Count lines, not occurrences: report how many lines in the records hold the string "building", and nothing else.

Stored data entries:
=======
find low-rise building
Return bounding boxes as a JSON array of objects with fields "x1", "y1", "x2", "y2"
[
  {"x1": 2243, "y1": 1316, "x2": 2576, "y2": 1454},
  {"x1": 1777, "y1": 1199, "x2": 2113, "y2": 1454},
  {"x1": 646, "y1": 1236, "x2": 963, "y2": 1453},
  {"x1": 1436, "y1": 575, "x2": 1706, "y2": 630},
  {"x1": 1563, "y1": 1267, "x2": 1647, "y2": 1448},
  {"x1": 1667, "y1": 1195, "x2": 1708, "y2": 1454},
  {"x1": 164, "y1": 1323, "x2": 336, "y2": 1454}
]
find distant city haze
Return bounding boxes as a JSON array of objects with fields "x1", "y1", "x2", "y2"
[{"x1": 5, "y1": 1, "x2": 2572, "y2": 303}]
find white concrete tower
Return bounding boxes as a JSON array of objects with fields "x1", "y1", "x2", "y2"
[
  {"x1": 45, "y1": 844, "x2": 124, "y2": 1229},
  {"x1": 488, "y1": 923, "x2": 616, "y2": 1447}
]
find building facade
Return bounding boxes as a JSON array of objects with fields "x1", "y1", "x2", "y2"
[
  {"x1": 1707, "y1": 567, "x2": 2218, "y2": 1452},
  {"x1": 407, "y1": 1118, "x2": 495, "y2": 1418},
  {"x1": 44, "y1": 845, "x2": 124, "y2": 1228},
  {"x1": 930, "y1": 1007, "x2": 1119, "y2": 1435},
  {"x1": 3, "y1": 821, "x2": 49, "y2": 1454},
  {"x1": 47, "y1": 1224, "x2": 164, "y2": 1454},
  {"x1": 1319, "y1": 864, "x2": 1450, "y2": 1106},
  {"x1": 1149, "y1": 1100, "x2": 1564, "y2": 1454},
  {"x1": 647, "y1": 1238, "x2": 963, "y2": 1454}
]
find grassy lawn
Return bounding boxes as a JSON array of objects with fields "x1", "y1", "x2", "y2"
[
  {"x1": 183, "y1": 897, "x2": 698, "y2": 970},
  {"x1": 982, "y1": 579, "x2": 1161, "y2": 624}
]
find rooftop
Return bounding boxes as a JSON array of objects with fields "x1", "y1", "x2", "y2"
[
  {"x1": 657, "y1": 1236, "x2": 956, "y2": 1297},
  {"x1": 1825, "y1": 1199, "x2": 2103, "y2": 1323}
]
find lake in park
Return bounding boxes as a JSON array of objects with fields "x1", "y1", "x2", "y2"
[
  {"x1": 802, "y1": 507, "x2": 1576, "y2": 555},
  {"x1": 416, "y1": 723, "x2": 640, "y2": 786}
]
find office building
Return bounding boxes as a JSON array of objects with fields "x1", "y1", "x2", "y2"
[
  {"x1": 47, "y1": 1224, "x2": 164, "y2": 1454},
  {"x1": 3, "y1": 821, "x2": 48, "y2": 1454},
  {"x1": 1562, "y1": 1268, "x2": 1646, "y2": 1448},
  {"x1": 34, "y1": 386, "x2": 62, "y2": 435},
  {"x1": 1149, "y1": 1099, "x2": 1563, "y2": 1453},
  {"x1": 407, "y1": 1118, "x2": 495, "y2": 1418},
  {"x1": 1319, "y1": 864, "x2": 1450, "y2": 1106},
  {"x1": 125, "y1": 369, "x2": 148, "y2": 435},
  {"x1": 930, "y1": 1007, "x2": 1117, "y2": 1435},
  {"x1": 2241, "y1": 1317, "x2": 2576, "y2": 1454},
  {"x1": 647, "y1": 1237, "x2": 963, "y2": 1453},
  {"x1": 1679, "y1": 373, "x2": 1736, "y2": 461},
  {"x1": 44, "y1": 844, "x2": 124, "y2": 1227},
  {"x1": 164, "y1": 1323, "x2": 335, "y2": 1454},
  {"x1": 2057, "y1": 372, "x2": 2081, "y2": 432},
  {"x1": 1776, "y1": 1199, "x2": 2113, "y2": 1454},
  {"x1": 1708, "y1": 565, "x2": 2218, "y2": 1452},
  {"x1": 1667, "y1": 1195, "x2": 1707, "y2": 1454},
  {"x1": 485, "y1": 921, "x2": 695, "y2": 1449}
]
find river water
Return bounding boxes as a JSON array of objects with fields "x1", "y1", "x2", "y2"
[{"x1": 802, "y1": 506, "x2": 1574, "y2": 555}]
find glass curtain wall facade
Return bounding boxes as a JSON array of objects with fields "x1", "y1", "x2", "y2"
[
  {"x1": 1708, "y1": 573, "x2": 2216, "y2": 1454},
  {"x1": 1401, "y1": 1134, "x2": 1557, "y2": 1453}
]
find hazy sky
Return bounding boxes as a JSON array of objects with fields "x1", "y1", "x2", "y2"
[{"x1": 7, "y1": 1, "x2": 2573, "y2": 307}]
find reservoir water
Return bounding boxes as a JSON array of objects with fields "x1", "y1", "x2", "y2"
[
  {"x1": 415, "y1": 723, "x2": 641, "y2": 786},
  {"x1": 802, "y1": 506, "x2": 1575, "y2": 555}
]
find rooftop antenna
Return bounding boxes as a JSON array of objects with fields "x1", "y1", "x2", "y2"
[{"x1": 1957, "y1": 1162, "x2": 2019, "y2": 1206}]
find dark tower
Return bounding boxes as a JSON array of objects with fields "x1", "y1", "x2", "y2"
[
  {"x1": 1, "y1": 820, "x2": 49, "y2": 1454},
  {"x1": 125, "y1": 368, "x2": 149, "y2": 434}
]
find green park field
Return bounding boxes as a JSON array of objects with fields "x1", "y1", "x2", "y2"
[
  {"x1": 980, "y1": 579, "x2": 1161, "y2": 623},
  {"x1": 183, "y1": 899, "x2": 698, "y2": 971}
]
=======
* _Result_
3